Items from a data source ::
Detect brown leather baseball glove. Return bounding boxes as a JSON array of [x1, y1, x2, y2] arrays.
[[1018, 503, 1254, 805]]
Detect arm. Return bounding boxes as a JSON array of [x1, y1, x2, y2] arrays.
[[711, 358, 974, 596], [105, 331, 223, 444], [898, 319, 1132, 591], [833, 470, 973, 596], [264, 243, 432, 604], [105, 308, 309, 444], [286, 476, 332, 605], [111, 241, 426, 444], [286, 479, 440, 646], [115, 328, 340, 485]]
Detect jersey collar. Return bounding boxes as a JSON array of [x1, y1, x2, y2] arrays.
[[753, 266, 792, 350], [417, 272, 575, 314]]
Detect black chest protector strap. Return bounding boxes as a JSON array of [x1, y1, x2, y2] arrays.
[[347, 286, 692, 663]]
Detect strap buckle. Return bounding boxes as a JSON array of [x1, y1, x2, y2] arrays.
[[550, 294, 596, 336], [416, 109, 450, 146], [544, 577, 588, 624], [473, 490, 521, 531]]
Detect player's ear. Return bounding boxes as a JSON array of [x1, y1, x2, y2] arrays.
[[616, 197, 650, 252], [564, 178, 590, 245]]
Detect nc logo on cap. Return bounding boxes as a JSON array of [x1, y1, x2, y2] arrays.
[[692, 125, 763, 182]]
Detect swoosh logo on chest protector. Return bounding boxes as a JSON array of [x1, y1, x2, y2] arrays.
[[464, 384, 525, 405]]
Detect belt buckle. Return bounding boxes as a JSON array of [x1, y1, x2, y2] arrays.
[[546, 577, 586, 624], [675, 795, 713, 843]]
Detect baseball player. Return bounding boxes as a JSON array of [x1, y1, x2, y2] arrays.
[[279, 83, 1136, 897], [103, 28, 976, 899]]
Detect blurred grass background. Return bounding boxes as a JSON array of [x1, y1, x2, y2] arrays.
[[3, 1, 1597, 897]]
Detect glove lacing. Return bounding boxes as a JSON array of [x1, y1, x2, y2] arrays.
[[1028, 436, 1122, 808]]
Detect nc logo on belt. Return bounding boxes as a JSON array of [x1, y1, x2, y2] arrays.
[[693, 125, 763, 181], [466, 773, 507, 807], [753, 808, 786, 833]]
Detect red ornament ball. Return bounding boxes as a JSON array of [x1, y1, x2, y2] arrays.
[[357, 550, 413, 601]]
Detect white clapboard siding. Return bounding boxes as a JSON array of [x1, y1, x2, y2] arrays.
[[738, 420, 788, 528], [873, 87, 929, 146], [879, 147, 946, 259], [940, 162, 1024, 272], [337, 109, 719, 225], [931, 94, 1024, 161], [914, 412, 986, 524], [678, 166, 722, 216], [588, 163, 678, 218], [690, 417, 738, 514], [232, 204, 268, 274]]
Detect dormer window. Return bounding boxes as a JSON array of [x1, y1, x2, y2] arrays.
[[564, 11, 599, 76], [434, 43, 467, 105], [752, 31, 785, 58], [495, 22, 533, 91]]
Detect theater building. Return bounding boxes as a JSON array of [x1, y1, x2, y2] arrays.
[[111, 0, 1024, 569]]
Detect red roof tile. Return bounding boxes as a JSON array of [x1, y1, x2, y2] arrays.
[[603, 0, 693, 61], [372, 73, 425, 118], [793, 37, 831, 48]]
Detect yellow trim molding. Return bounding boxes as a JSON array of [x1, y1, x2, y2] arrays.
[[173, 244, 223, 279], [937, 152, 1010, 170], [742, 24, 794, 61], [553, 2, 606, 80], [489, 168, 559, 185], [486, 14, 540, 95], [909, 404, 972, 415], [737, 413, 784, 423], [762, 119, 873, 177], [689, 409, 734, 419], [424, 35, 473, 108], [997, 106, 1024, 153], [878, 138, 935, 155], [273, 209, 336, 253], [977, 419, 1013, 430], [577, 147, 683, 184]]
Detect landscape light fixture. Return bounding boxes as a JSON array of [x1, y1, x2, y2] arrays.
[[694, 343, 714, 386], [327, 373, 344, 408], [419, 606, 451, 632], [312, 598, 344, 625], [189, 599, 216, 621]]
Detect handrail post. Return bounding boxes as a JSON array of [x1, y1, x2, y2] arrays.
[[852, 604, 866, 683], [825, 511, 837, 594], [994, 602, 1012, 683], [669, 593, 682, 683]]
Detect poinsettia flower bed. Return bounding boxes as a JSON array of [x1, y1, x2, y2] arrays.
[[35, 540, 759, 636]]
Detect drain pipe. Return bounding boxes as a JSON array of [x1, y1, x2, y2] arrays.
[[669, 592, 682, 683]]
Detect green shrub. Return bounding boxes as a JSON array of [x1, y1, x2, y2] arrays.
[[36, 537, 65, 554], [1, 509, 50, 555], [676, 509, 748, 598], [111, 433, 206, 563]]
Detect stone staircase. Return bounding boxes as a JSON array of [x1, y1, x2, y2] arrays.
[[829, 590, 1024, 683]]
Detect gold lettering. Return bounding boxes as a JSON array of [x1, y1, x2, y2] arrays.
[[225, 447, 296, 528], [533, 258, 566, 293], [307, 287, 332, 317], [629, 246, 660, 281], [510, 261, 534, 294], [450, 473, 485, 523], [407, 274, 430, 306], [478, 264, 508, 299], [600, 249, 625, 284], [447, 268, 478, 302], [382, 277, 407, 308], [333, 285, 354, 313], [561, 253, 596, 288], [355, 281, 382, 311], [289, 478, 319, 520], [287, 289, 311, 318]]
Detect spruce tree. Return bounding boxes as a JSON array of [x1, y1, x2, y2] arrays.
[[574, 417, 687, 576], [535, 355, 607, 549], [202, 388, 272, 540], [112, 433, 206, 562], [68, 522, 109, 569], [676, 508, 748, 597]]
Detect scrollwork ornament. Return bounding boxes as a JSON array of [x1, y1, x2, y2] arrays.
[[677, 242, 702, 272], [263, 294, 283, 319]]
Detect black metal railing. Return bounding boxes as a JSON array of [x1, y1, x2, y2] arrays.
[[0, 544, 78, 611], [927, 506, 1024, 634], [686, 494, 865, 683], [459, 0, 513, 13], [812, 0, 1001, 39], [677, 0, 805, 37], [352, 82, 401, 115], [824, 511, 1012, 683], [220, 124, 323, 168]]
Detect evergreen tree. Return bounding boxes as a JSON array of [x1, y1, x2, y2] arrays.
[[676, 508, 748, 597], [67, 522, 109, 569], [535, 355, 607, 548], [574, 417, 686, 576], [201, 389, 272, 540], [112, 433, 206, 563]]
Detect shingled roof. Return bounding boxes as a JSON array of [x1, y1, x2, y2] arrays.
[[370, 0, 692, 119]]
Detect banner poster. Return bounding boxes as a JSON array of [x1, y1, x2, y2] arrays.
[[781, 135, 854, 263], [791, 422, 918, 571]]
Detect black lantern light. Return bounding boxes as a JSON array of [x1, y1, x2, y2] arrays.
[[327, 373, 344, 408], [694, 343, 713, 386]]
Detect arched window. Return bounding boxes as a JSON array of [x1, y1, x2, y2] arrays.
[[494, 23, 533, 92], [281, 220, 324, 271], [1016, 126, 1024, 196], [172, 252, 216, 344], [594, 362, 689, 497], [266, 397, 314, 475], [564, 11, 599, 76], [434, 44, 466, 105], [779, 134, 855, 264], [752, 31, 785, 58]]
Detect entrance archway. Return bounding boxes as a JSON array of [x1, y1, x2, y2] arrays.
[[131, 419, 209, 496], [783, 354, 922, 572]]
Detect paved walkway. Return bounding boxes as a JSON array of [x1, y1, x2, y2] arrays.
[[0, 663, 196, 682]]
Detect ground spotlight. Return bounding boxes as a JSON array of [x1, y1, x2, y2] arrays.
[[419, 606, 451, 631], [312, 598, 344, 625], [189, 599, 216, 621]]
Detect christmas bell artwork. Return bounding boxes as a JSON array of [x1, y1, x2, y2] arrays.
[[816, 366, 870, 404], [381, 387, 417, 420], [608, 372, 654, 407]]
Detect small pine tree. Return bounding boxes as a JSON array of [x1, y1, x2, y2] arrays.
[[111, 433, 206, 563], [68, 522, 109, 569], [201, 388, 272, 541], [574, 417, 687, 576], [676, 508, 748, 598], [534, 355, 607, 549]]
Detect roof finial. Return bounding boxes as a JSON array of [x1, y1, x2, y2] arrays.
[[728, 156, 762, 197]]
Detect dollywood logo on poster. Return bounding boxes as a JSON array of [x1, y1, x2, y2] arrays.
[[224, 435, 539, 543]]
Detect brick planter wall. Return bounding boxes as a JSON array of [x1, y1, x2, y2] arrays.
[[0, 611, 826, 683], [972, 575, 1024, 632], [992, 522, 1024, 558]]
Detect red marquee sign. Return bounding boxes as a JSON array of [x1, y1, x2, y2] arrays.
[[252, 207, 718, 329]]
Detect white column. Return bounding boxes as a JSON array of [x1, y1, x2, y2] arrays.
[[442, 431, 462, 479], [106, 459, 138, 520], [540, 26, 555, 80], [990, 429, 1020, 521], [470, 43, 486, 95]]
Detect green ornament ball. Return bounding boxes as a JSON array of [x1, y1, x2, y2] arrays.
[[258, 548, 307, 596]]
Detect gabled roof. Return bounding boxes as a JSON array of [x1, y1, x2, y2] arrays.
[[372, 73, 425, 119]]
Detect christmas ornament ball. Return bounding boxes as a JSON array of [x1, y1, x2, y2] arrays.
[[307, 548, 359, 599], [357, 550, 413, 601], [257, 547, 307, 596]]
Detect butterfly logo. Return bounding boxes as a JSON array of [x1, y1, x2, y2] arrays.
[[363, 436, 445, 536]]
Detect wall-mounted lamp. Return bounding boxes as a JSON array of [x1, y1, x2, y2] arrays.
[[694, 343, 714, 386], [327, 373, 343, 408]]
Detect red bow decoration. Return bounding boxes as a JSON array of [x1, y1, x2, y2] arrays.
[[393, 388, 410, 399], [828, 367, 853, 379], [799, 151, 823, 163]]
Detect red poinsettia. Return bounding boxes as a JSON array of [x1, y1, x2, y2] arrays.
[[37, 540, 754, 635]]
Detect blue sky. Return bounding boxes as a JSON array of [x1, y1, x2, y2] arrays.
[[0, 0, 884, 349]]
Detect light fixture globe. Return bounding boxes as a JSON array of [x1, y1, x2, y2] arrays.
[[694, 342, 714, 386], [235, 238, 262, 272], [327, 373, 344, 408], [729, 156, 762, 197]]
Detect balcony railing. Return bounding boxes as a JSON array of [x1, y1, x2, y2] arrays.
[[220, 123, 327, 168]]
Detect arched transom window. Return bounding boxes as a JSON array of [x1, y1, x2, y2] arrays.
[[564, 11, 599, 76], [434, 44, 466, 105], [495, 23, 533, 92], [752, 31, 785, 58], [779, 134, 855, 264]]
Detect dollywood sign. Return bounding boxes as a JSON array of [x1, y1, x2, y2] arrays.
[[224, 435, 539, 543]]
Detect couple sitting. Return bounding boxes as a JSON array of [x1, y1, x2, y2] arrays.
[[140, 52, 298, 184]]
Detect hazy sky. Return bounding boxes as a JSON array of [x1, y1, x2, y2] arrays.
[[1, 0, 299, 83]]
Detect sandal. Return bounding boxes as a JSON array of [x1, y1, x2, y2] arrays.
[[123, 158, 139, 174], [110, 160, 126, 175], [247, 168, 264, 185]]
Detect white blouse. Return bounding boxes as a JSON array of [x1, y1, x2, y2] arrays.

TASK ::
Starting at the line in the records above that contains "Detect hazy sky.", output every line up to and including the last one, with nothing added.

RESPONSE BOX ::
Detect hazy sky. Return bounding boxes as a JSON array of [x1, y1, x2, y2] arrays.
[[1, 0, 299, 83]]
Detect sandal. Return bounding boxes as a JSON array of [x1, y1, x2, y2] arrays.
[[123, 158, 139, 174], [110, 160, 126, 175], [247, 168, 264, 185]]
Detect white blouse. Return bounding boxes as a JSON array of [x1, y1, x2, y2] arrays.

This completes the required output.